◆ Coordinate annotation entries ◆
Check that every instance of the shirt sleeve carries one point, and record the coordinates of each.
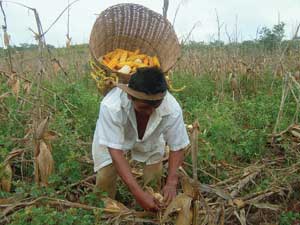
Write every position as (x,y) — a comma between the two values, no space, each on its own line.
(110,131)
(175,133)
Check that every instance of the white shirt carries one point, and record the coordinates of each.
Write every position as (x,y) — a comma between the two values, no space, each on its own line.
(117,128)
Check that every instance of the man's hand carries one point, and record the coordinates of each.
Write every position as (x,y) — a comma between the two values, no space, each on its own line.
(169,193)
(147,201)
(143,198)
(169,190)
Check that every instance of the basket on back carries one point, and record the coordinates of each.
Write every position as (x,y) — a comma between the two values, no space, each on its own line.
(131,27)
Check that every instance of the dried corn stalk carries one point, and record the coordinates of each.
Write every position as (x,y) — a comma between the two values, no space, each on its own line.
(127,62)
(45,163)
(182,205)
(6,39)
(5,177)
(113,206)
(155,195)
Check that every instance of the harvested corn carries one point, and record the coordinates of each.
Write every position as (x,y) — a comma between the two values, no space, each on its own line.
(127,62)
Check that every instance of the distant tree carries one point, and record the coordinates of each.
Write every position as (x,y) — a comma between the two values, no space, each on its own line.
(271,39)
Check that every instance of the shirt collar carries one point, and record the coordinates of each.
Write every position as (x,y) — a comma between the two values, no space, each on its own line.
(163,110)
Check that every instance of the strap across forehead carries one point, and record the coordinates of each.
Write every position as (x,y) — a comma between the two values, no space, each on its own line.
(141,95)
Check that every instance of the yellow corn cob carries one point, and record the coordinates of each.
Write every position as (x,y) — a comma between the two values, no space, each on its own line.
(123,56)
(155,61)
(119,58)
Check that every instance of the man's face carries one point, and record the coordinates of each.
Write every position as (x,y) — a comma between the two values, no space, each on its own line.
(145,107)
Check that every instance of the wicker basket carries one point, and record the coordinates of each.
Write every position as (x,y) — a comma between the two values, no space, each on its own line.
(131,27)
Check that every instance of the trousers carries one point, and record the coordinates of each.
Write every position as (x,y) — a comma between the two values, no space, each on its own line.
(106,179)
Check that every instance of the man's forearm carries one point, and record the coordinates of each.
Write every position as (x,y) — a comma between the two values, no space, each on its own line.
(175,161)
(124,170)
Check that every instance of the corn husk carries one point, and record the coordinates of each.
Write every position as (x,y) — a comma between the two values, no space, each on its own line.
(113,206)
(6,178)
(42,127)
(127,62)
(155,195)
(45,163)
(182,205)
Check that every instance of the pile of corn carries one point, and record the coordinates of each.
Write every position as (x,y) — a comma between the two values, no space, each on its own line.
(127,62)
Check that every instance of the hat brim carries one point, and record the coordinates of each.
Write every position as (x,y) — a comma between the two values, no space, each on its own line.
(141,95)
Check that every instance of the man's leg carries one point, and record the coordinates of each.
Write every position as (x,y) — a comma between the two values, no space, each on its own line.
(106,180)
(152,175)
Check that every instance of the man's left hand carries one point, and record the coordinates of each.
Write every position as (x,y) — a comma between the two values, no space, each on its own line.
(169,193)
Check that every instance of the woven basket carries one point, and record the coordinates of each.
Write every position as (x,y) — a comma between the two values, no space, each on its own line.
(130,27)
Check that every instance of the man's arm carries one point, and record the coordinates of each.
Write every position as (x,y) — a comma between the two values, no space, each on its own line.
(124,171)
(175,161)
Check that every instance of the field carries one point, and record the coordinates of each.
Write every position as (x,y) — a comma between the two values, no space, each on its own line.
(244,97)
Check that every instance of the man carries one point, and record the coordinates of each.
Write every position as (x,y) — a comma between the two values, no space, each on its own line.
(141,117)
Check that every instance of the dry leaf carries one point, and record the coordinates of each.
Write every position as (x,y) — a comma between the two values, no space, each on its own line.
(14,153)
(45,163)
(50,135)
(27,87)
(16,86)
(6,39)
(5,95)
(113,206)
(295,133)
(187,186)
(266,206)
(41,128)
(6,178)
(156,195)
(182,204)
(239,203)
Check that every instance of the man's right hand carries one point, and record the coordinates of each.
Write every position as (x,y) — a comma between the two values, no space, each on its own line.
(147,201)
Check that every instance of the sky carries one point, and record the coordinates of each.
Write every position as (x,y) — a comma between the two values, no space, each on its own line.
(241,17)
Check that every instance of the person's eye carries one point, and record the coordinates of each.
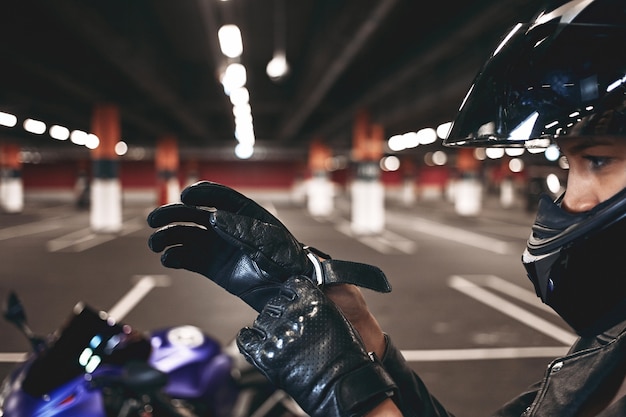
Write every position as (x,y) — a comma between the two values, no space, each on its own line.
(598,162)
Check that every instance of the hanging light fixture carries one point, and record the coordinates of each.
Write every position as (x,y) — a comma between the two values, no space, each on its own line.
(278,67)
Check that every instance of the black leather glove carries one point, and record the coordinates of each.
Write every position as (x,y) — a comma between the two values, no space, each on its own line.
(227,237)
(306,347)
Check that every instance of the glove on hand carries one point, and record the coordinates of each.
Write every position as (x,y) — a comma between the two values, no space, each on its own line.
(306,347)
(230,239)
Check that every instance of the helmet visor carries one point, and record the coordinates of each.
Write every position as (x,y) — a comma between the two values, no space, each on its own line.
(543,82)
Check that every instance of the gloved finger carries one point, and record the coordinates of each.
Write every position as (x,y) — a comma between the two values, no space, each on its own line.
(210,194)
(183,234)
(268,245)
(249,341)
(178,257)
(177,212)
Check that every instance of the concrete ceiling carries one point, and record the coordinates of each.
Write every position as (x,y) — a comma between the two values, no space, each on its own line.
(408,63)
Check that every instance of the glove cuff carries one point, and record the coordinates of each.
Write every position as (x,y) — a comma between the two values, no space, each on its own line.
(363,389)
(331,271)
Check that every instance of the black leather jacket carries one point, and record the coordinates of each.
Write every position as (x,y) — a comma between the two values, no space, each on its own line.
(567,384)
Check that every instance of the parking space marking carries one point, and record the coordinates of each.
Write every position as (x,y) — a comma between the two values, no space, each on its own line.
(144,284)
(28,229)
(84,239)
(463,236)
(472,285)
(529,319)
(386,242)
(437,355)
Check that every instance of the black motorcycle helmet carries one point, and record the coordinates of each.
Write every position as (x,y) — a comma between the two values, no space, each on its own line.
(561,75)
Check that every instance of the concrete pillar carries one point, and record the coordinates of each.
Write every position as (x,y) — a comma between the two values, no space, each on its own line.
(167,162)
(106,189)
(11,185)
(408,193)
(468,189)
(320,192)
(367,191)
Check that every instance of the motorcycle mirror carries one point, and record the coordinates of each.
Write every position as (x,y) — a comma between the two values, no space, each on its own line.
(14,310)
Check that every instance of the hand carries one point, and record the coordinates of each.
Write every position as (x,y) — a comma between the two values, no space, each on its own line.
(306,347)
(227,237)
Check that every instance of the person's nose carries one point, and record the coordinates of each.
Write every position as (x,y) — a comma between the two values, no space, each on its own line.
(580,196)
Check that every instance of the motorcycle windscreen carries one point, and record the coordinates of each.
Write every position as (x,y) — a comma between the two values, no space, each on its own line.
(87,340)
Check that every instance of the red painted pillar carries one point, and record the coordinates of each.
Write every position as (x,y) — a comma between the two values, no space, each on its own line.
(106,189)
(320,189)
(167,161)
(368,194)
(468,187)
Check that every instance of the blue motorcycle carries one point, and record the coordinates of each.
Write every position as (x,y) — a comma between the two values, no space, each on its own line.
(93,366)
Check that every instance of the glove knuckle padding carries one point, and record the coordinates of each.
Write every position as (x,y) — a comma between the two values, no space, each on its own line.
(312,352)
(272,247)
(242,247)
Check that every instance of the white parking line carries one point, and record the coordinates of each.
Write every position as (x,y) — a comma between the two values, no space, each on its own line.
(524,316)
(142,287)
(387,242)
(436,355)
(474,290)
(461,236)
(84,239)
(27,229)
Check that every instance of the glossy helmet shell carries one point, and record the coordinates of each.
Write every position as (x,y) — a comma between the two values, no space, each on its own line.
(563,74)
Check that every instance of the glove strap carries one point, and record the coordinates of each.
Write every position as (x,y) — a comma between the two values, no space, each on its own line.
(331,271)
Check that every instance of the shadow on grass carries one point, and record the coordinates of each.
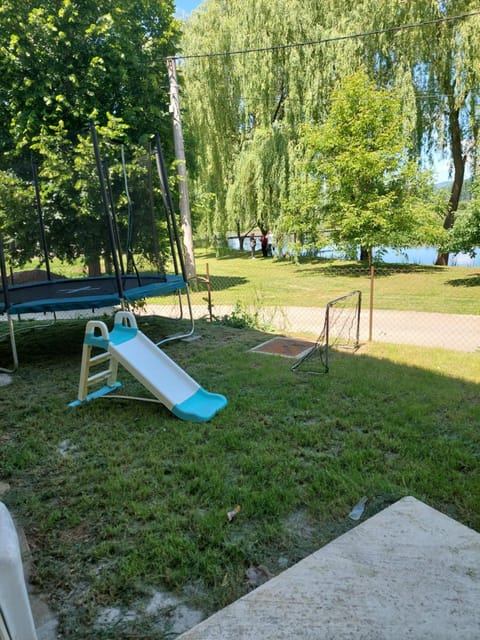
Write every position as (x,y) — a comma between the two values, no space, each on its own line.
(334,269)
(471,281)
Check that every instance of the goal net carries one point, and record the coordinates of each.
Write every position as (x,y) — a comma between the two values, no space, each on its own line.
(341,331)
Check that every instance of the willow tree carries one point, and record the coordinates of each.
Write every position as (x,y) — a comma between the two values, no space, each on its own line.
(439,60)
(249,100)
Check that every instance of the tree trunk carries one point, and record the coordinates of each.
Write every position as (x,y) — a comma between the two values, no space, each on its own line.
(241,238)
(459,160)
(364,254)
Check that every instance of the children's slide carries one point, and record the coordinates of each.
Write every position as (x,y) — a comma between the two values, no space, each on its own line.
(166,381)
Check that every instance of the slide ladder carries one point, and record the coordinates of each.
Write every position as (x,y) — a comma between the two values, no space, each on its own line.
(128,346)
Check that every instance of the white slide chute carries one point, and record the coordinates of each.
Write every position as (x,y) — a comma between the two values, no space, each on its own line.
(128,346)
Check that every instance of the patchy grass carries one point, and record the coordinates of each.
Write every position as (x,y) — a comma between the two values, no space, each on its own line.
(314,282)
(124,505)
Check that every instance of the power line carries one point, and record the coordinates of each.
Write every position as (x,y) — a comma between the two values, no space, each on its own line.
(352,36)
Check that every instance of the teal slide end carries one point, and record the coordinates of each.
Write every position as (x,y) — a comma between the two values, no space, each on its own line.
(200,407)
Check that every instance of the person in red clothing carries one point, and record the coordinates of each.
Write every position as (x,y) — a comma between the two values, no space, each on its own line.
(264,243)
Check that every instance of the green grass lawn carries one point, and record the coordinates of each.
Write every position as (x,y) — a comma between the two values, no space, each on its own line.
(120,500)
(314,282)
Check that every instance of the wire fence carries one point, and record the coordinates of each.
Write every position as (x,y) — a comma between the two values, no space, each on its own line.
(396,309)
(419,320)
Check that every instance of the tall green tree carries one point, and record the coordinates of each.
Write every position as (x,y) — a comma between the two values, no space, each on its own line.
(434,66)
(356,178)
(64,62)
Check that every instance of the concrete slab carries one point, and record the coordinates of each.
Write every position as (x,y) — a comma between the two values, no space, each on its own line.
(407,573)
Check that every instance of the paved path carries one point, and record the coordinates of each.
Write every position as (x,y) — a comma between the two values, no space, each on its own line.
(450,331)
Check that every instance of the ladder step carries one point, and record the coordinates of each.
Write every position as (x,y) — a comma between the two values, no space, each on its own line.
(97,377)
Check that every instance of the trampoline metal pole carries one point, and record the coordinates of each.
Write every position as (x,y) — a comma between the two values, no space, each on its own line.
(106,208)
(41,223)
(171,210)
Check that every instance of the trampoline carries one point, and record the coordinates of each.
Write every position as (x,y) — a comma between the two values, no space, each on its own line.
(99,292)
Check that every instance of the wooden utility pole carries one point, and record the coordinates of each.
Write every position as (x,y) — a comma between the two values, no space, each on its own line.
(185,217)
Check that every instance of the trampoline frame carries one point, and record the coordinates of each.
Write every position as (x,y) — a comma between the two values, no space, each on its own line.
(94,293)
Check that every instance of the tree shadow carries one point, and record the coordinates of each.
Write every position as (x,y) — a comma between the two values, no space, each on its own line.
(471,281)
(362,270)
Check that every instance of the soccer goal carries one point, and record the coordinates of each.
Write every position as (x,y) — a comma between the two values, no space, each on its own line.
(341,331)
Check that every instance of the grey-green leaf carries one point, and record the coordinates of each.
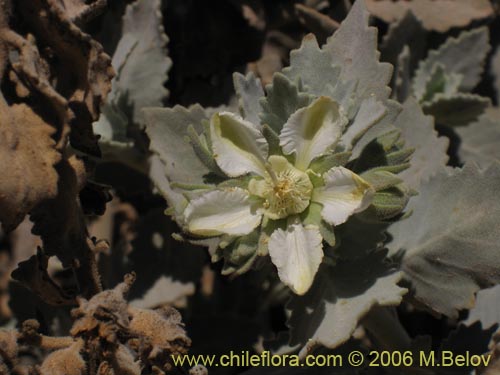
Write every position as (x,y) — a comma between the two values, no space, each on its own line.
(249,91)
(313,67)
(457,110)
(450,242)
(340,297)
(144,72)
(282,100)
(167,130)
(495,70)
(451,55)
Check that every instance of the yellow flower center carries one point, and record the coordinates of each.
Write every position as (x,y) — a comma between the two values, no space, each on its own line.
(286,191)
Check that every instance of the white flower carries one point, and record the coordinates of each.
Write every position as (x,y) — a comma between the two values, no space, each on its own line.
(281,187)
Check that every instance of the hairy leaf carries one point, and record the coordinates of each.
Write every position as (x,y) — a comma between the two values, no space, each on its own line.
(449,244)
(249,91)
(339,298)
(354,48)
(495,69)
(480,140)
(438,15)
(167,129)
(456,110)
(143,73)
(142,65)
(430,150)
(487,308)
(452,57)
(319,80)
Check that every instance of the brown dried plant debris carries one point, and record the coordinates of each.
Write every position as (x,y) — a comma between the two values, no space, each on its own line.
(61,224)
(107,337)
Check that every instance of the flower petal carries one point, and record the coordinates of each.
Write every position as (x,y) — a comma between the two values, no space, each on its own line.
(344,194)
(310,131)
(239,148)
(297,252)
(222,212)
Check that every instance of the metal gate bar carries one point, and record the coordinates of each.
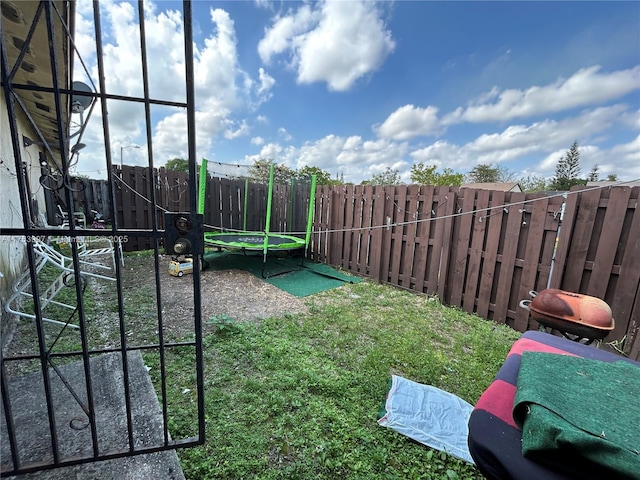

◆ DIRECTIONS ◆
Pull out each line of the entries above that contains the string "person", treating uppercase and lowercase as different. List those lines in their original order.

◆ FULL OUTPUT ◆
Check that every instance of the person's eye carries one point, and record the coordinates of each.
Check that every instance of the person's nose carries one point, and record the coordinates of each.
Check that every instance of the person in red clothing carries one point, and record the coordinates of each.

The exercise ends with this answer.